TRECHO SELECIONADO:

Gostam de
citar, por exemplo, a cura do(s) cego(s) de Jericó (Mateus 20:29, 30 e
seguintes): “Saindo eles de Jericó, seguiu-o uma grande
multidão; e eis que dois cegos, sentados junto do caminho, ouvindo que
Jesus passava, clamaram, dizendo: Senhor, Filho de Davi, tem compaixão de nós”,
etc.
Este
relato é paralelo ao de Marcos 10: 46 e seguintes: “Depois chegaram a
Jericó. E, ao sair ele de Jericó com seus discípulos e uma grande multidão,
estava sentado junto do caminho um mendigo cego, Bartimeu filho de Timeu”,
etc. Mas os críticos gostam de comparar também com Lucas 18:35 (“Ora, quando ele ia chegando a Jericó, estava um cego
sentado junto do caminho, mendigando”).

OBJETIVO A: Indique todas as passagens bíblicas, com livro, capítulo e versículo, citadas no trecho sobre a cura dos cegos de Jericó.
OBJETIVO B: Dê continuidade ao trecho sobre a cura dos cegos de Jericó a partir da última frase.

MATERIAL APRESENTADO:

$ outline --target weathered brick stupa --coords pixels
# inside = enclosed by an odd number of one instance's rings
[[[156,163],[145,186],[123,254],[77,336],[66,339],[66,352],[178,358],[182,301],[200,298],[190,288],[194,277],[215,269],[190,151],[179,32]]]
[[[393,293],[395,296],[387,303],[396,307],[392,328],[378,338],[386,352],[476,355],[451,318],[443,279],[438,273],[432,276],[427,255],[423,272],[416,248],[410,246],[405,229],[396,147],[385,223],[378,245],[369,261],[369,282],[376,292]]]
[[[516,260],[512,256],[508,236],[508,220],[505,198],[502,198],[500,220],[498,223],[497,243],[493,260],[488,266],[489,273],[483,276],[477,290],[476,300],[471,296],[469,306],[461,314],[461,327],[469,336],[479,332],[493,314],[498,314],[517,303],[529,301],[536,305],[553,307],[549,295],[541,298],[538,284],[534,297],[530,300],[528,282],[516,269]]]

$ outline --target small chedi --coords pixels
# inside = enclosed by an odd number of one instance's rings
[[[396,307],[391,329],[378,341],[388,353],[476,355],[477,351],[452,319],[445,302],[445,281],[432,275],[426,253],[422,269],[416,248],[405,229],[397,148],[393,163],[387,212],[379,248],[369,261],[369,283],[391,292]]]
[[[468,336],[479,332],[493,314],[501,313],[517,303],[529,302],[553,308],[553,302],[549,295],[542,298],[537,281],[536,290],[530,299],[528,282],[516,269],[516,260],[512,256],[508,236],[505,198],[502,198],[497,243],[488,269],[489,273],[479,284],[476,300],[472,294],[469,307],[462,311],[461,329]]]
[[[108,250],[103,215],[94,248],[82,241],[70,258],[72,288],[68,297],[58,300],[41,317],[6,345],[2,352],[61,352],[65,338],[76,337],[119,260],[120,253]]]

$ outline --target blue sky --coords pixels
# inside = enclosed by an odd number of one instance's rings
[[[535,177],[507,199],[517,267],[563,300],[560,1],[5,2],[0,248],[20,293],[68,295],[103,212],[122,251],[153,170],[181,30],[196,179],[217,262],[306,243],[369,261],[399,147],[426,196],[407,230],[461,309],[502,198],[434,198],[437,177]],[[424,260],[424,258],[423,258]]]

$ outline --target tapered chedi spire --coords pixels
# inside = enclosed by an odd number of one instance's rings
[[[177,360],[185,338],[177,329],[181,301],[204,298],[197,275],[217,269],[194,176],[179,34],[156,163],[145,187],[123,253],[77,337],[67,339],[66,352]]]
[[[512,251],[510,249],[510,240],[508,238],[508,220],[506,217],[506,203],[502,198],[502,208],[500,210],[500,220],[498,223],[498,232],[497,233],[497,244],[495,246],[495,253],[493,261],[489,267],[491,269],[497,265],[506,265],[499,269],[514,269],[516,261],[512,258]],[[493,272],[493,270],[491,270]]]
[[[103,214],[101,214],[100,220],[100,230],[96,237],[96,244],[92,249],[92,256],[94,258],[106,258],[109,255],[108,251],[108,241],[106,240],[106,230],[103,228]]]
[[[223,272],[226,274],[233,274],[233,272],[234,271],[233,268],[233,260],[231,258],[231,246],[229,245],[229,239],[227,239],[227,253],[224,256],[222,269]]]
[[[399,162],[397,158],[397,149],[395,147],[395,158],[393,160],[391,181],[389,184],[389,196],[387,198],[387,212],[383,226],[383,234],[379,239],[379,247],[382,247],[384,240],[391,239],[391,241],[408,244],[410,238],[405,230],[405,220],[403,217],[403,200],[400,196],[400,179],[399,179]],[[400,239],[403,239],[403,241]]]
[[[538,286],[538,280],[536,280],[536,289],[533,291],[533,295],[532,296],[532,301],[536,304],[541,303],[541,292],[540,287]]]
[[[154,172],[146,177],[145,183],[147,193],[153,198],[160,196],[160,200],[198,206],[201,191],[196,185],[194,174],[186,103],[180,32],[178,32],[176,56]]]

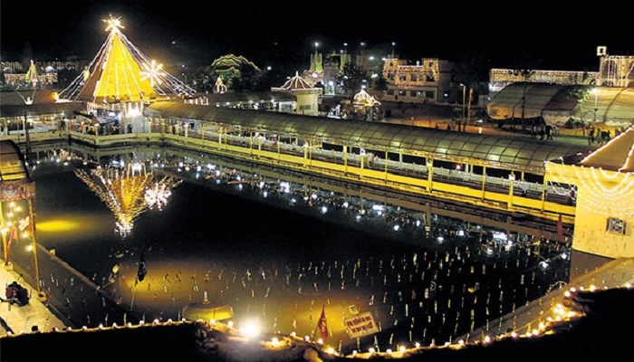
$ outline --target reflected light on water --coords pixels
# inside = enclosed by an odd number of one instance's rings
[[[99,223],[98,218],[86,217],[85,214],[65,215],[63,218],[38,222],[37,231],[51,233],[89,233],[101,228]]]

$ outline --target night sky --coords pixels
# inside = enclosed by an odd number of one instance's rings
[[[322,52],[353,52],[361,42],[401,59],[459,61],[487,68],[535,60],[538,69],[598,71],[598,45],[630,55],[633,26],[625,1],[33,1],[3,0],[3,61],[91,59],[104,43],[109,14],[123,33],[162,62],[211,63],[244,55],[261,68],[308,67],[315,42]],[[601,14],[605,14],[602,16]],[[622,19],[622,20],[619,20]],[[379,52],[383,52],[382,54]]]

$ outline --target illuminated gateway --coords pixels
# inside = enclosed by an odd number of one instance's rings
[[[100,123],[140,124],[146,104],[183,99],[190,87],[162,70],[121,33],[120,18],[108,20],[106,42],[84,71],[58,95],[58,102],[86,102],[87,111]]]

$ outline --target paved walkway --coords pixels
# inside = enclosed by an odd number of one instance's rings
[[[6,301],[5,290],[14,281],[29,290],[31,299],[24,306],[18,306]],[[0,285],[2,299],[0,302],[0,337],[13,334],[48,331],[57,328],[63,329],[67,326],[49,310],[45,300],[37,298],[37,291],[26,283],[11,268],[0,265]]]
[[[554,319],[560,304],[564,304],[565,293],[574,287],[577,290],[591,290],[603,288],[622,288],[634,283],[634,258],[616,259],[605,263],[596,270],[577,277],[568,285],[553,290],[544,297],[518,308],[514,313],[509,313],[502,318],[492,320],[487,326],[483,326],[473,332],[456,338],[466,343],[481,341],[485,337],[495,336],[514,331],[517,334],[526,334],[538,329],[540,324],[545,323],[549,318]]]

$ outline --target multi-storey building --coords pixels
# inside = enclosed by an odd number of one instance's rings
[[[383,100],[406,103],[445,103],[452,98],[453,65],[448,61],[423,58],[416,65],[400,59],[386,59],[383,77],[388,90]],[[459,87],[454,85],[454,89]]]

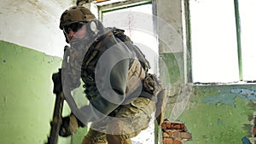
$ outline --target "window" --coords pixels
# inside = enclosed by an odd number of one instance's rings
[[[255,8],[254,0],[189,0],[194,83],[256,80]]]

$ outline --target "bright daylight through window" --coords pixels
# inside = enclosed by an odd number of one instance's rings
[[[255,0],[189,1],[194,83],[256,80],[255,8]]]

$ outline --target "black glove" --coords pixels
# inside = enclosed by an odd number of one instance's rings
[[[84,126],[84,124],[77,119],[73,113],[71,113],[69,116],[62,118],[59,135],[62,137],[69,136],[74,134],[79,127]]]
[[[59,95],[62,91],[62,83],[61,83],[61,69],[59,69],[59,72],[52,74],[52,81],[54,83],[54,90],[53,93]]]
[[[69,116],[62,118],[62,123],[60,128],[59,135],[62,137],[67,137],[72,135],[69,130],[70,126],[70,118]]]

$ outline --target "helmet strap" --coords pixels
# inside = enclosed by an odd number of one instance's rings
[[[99,30],[97,28],[97,25],[96,21],[92,20],[90,22],[90,29],[95,34],[97,34],[99,32]]]

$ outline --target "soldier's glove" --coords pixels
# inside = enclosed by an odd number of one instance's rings
[[[52,81],[54,83],[54,94],[59,95],[62,91],[62,83],[61,83],[61,69],[59,72],[52,75]]]
[[[79,128],[79,123],[73,114],[62,118],[62,123],[60,128],[59,135],[62,137],[69,136],[74,134]]]

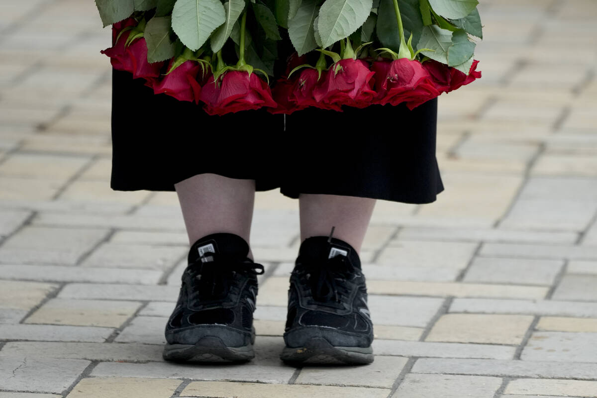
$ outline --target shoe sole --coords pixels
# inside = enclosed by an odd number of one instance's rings
[[[280,359],[290,363],[312,365],[365,365],[373,362],[371,347],[334,347],[321,337],[307,341],[304,347],[285,347]]]
[[[189,363],[245,362],[255,357],[254,343],[254,331],[251,343],[241,347],[228,347],[219,337],[207,336],[195,344],[167,344],[162,356],[165,360]]]

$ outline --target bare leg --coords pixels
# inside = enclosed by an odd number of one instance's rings
[[[355,196],[301,194],[301,242],[311,236],[330,235],[341,239],[361,252],[376,200]]]
[[[255,180],[207,173],[183,180],[174,189],[190,244],[218,232],[237,235],[249,243]],[[250,251],[248,255],[253,258]]]

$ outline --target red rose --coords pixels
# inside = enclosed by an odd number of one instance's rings
[[[147,62],[147,46],[145,39],[135,39],[130,45],[127,47],[127,54],[133,63],[133,78],[158,78],[159,71],[164,66],[164,61]]]
[[[110,63],[116,70],[126,70],[133,72],[133,60],[126,51],[124,44],[128,38],[130,31],[124,32],[118,37],[118,35],[125,27],[136,26],[137,20],[134,18],[128,18],[124,21],[117,22],[112,25],[112,47],[103,50],[100,53],[104,54],[110,57]],[[116,42],[116,38],[118,41]]]
[[[334,72],[336,67],[338,69]],[[313,89],[313,97],[323,104],[365,107],[373,103],[376,97],[374,75],[375,72],[370,70],[368,64],[362,60],[340,60]]]
[[[469,69],[468,75],[460,72],[456,68],[450,68],[450,73],[452,78],[450,81],[450,90],[448,90],[448,92],[453,91],[459,87],[466,85],[476,79],[481,78],[481,71],[478,72],[476,70],[477,64],[478,63],[479,61],[476,60],[473,60],[473,64],[470,66],[470,69]]]
[[[217,83],[210,79],[201,89],[201,99],[209,115],[277,106],[267,84],[257,73],[250,76],[244,70],[229,70],[221,79]]]
[[[170,60],[168,66],[170,70],[175,58]],[[163,92],[180,101],[195,101],[199,103],[201,86],[198,82],[198,73],[202,73],[201,65],[196,61],[186,61],[179,65],[168,75],[161,76],[153,83],[153,92]]]
[[[398,105],[405,102],[411,110],[439,95],[421,63],[405,58],[392,61],[381,88],[385,92],[378,103]]]

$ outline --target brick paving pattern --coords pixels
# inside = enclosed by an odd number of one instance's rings
[[[597,3],[481,0],[483,78],[440,98],[445,191],[378,202],[368,366],[281,362],[296,200],[257,195],[256,357],[161,358],[176,194],[109,188],[93,2],[0,3],[0,398],[597,396]]]

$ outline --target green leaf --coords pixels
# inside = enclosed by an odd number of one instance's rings
[[[317,2],[317,0],[304,0],[288,21],[288,36],[299,56],[317,48],[314,24],[319,11]]]
[[[119,22],[134,11],[133,0],[96,0],[103,27]]]
[[[220,0],[177,0],[172,10],[172,28],[193,51],[224,22],[226,10]]]
[[[419,8],[421,10],[421,16],[423,17],[423,24],[428,26],[433,23],[431,20],[431,10],[429,8],[429,0],[419,0]]]
[[[373,4],[373,0],[325,0],[317,23],[322,46],[331,45],[359,29]]]
[[[158,7],[158,0],[133,0],[136,11],[146,11]]]
[[[467,33],[476,36],[479,39],[483,38],[483,27],[481,26],[481,18],[479,16],[479,10],[476,8],[472,11],[470,14],[464,18],[454,20],[452,21],[452,23],[461,29],[464,29]]]
[[[468,75],[469,71],[470,70],[470,67],[473,64],[473,57],[471,57],[470,59],[462,63],[460,65],[454,66],[454,68],[458,69],[462,73]]]
[[[377,22],[377,16],[373,13],[369,14],[367,20],[365,21],[365,23],[361,27],[362,28],[361,30],[361,42],[362,43],[365,43],[371,39]]]
[[[226,44],[226,41],[232,33],[234,24],[238,20],[239,17],[242,14],[242,10],[245,9],[245,1],[229,0],[224,3],[224,8],[226,10],[226,22],[220,25],[211,35],[211,50],[214,53],[219,51]]]
[[[145,27],[147,62],[165,61],[174,56],[174,43],[170,40],[171,17],[154,17]]]
[[[268,39],[281,40],[280,32],[278,30],[278,24],[273,13],[266,6],[258,3],[253,3],[253,12],[257,22],[265,31],[265,35]]]
[[[423,55],[444,64],[448,63],[448,49],[452,45],[452,32],[436,25],[424,26],[418,48],[430,50],[421,51]]]
[[[290,14],[290,3],[288,0],[276,0],[274,11],[278,24],[284,29],[288,29],[288,16]]]
[[[466,61],[475,53],[475,43],[462,29],[452,33],[452,45],[448,48],[448,66],[455,66]]]
[[[479,4],[478,0],[429,0],[436,13],[450,19],[464,18]]]
[[[176,0],[158,0],[158,8],[155,10],[156,17],[165,17],[172,14]]]
[[[288,0],[288,20],[292,19],[296,15],[301,2],[302,2],[301,0]]]
[[[421,37],[423,27],[419,0],[398,0],[398,5],[402,18],[404,37],[410,37],[413,33],[413,41],[416,45]],[[398,23],[396,21],[393,0],[381,0],[380,2],[376,34],[384,47],[398,52],[400,38],[398,36]]]

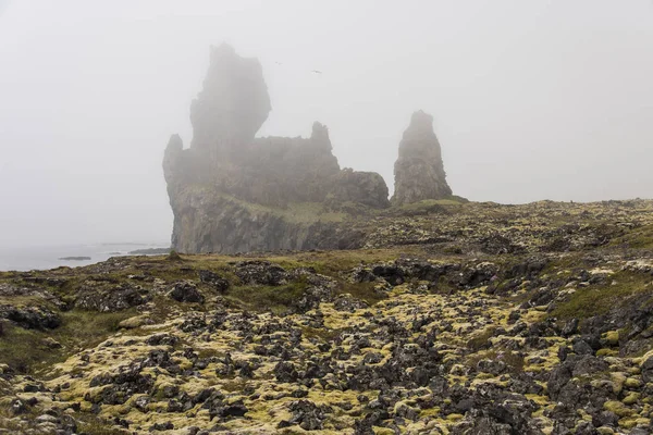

RESULTADO FINAL A:
Mateus 20:29, 30 e seguintes
Marcos 10:46 e seguintes
Lucas 18:35

RESULTADO FINAL B:
O
argumento que ateus e incrédulos em geral gostam de usar é o seguinte: como
pode ser verdade esse relato contraditório? Era um cego ou dois? Jesus e os
discípulos estavam chegando ou saindo da cidade?
Para mim isto é
procurar chifre em cabeça de cavalo.
Mateus,
Marcos, Lucas e João escreveram relatos confiáveis e complementares da vida de
Jesus Cristo. Como naturalmente acontece em relatos paralelos mas
independentes, há diferenças nos relatos. Mateus foi testemunha ocular do
evento. Como um dos discípulos, ele estava no local e relatou o que presenciou.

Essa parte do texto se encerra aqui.